Stated exercise
Rewrite the records from the line with "of the ripe" up to and including the line with "[(197, 220)]". Scale every point coordinate in the answers by 0.7 and round each result to a whole number, rounding halves up. Keep all other text unchanged, and leave the pictures out.

Given entries
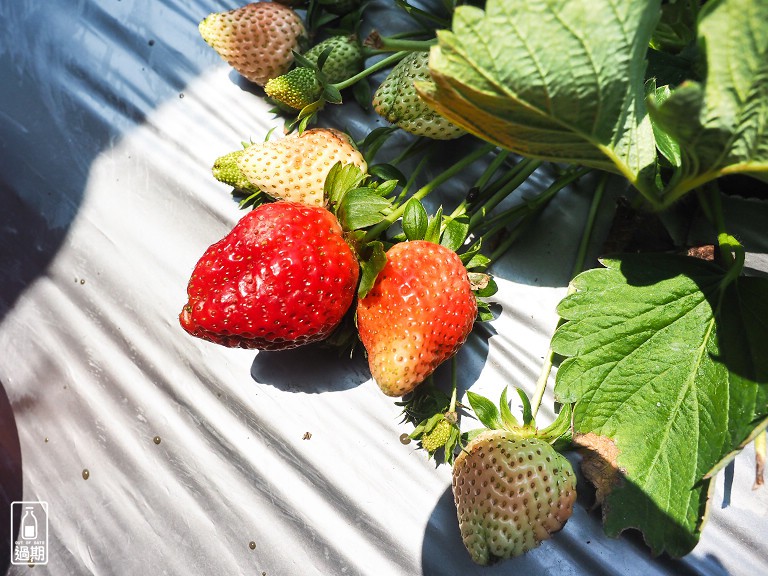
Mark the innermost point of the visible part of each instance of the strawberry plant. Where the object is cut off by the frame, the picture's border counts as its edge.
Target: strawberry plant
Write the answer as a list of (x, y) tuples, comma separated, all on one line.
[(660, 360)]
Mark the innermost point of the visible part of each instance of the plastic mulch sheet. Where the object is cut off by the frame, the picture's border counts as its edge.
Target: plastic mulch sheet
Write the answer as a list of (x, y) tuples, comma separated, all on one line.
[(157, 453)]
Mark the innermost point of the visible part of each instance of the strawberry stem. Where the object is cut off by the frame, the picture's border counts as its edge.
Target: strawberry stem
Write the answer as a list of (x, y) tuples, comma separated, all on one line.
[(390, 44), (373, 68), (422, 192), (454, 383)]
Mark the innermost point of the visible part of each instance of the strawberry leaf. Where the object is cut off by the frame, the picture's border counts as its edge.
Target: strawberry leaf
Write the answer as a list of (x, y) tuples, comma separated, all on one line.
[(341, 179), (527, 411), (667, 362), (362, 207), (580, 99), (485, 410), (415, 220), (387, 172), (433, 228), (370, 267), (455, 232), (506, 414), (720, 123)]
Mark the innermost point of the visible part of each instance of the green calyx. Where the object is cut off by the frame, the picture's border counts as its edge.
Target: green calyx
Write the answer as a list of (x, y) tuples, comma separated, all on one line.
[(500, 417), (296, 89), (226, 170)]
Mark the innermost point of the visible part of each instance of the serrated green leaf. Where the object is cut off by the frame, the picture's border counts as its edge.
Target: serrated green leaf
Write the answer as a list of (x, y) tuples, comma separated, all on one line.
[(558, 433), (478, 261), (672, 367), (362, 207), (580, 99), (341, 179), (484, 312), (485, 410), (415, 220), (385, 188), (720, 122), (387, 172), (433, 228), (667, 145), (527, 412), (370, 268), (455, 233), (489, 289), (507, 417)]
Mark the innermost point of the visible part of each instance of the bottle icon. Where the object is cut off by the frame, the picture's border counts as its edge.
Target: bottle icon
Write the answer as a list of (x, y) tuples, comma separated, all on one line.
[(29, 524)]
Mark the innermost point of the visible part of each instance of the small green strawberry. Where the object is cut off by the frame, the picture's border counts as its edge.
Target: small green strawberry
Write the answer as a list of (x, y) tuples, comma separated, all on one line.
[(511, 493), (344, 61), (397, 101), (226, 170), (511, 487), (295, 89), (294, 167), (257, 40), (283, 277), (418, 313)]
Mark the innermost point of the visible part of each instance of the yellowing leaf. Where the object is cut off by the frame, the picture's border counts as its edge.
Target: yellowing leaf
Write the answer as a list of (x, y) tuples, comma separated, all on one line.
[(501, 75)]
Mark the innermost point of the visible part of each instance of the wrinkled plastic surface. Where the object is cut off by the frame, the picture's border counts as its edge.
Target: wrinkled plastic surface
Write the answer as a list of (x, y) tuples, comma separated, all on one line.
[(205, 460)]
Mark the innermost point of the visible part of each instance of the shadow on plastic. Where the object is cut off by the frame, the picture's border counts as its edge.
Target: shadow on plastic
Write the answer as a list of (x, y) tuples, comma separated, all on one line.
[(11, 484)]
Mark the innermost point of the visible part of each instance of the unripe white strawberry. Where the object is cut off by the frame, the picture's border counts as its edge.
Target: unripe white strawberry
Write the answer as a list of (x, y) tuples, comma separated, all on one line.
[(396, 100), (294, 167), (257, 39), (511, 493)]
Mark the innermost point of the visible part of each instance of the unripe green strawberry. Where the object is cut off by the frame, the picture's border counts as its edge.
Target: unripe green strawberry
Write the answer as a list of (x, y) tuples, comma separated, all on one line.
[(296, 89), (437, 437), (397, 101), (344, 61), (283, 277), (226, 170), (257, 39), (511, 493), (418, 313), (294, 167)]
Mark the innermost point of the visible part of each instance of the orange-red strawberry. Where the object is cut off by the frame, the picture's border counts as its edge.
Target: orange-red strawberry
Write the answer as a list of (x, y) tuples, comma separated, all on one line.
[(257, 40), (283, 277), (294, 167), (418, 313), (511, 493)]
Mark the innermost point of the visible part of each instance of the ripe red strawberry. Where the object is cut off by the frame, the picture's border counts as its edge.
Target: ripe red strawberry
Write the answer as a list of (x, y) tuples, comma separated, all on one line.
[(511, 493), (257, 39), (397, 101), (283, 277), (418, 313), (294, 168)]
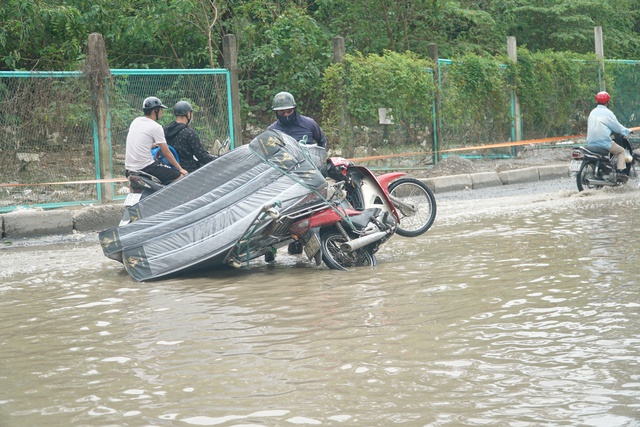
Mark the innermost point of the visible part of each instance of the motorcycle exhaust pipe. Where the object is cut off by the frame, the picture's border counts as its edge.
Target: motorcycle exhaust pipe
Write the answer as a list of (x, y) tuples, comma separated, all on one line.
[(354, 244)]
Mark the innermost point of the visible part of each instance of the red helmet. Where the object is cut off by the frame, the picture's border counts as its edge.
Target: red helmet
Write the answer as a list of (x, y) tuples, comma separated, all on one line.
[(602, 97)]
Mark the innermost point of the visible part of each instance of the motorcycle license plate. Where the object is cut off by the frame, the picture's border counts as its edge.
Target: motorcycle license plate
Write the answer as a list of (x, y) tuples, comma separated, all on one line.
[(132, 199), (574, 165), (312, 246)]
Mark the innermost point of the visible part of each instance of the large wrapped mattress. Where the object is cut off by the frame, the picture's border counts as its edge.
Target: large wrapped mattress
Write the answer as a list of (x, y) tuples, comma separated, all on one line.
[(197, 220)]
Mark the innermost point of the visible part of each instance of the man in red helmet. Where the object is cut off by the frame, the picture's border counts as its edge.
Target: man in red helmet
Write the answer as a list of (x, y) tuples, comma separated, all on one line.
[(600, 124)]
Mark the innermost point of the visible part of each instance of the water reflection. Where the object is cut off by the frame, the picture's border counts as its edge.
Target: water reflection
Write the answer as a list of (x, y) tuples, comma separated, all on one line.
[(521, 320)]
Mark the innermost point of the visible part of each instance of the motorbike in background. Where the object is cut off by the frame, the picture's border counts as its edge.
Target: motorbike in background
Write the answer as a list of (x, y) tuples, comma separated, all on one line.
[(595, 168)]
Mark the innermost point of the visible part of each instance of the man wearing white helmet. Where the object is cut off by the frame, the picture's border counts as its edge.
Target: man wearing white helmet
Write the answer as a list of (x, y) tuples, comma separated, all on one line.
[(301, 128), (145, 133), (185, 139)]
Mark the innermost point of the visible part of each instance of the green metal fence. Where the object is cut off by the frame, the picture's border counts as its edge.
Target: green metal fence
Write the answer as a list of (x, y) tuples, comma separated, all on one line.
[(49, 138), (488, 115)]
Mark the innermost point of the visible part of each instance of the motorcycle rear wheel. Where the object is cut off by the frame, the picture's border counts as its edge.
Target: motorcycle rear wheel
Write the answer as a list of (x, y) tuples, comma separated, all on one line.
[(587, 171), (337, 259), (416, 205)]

* * *

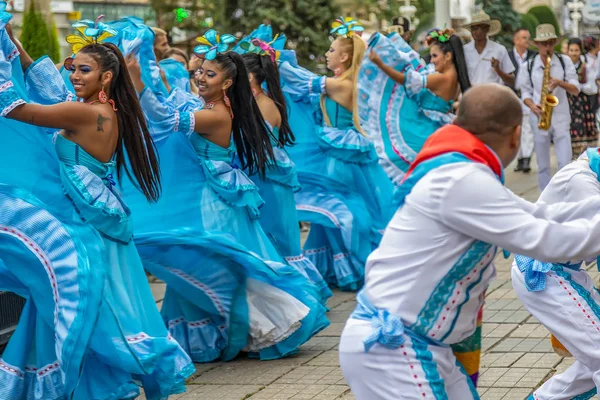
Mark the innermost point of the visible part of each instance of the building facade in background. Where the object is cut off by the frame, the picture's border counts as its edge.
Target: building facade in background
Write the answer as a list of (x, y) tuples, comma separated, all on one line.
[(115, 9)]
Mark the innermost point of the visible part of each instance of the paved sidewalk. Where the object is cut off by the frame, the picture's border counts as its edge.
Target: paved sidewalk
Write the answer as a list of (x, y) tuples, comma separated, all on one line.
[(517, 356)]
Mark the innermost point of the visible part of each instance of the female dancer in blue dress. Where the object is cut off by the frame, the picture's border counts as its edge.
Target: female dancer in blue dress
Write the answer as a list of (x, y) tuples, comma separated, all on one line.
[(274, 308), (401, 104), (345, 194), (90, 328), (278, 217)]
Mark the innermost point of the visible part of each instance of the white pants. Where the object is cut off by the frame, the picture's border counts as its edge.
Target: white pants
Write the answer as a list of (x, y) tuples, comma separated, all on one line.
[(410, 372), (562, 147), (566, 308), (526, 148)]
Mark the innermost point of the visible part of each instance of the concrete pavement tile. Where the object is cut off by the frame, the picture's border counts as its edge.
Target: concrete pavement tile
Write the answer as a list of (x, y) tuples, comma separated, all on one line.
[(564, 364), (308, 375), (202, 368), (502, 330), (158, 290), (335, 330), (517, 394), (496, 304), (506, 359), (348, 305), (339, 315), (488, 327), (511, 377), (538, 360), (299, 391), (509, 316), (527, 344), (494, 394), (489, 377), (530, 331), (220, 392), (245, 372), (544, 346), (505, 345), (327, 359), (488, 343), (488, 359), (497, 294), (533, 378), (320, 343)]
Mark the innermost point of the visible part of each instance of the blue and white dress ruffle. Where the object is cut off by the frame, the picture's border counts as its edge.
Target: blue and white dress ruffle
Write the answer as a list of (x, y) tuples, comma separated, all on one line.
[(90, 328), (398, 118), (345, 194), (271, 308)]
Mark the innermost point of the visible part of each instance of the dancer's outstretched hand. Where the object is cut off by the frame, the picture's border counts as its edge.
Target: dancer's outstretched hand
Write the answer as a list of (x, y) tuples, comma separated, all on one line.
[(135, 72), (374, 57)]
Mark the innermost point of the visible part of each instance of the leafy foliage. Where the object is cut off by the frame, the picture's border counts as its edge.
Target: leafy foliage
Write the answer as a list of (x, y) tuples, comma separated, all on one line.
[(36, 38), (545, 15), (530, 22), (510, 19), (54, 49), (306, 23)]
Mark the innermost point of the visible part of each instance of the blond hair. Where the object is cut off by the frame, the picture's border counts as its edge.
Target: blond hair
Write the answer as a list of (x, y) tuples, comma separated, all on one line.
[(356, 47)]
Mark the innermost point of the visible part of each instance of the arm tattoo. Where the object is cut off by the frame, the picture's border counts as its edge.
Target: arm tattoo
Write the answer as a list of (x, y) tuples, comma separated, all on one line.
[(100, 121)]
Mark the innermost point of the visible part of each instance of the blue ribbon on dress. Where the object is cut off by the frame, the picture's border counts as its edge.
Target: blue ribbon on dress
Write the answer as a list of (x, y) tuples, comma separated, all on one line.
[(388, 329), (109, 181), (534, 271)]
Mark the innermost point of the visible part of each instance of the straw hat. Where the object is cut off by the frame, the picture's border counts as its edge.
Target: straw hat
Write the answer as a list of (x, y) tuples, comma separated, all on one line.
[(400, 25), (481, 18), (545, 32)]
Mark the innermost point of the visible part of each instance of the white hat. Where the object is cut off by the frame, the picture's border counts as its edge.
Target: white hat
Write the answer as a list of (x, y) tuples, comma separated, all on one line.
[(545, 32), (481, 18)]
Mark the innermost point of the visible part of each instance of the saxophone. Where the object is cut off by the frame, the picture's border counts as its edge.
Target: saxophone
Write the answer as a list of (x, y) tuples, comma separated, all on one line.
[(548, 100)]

Task result
Mark the innermost point of the visible part of each instance of the ripe red strawberry. Where the object is cut off by the frame, the picture's border counts as its edge.
Target: ripe red strawberry
Write the answer as a list of (x, y) tuples, comma separated, all on one line.
[(358, 345), (180, 27), (278, 71), (198, 194), (293, 219), (206, 118)]
Mark the innermost point of the visible part of each instance of the motorcycle exhaust pipe. Where the object is cut off by the frame, the picture's border counts as its edge.
Target: motorcycle exhaust pipe
Write the answer as a list of (x, y) tuples, comma separated, all on one line.
[(248, 171)]
Mark the innermost point of the visible part of each instance of the red helmet. Where the object is cut off by the frame, the picture's border counts as its edge.
Target: red helmet
Write the answer as a list of (x, y) tuples, comma separated, all on one line.
[(421, 68)]
Mark the innermost point of the visible part of each instance of the motorcycle license plate. Where the object is cut off by the frame, the picture's border counts as its edge.
Target: motorcycle license plate
Write the answer as a list of (x, y) tuples, comma separated, all on one line.
[(92, 139), (402, 116), (218, 172)]
Mark the innermost point of the visible part of each instance of the large wrapped mattress. Where the object is cut off by the frame, the picture's border counts as its edge.
Target: large wrapped mattress
Write the answer as a list of (x, y) tuples, comma separated, all on one line.
[(138, 154)]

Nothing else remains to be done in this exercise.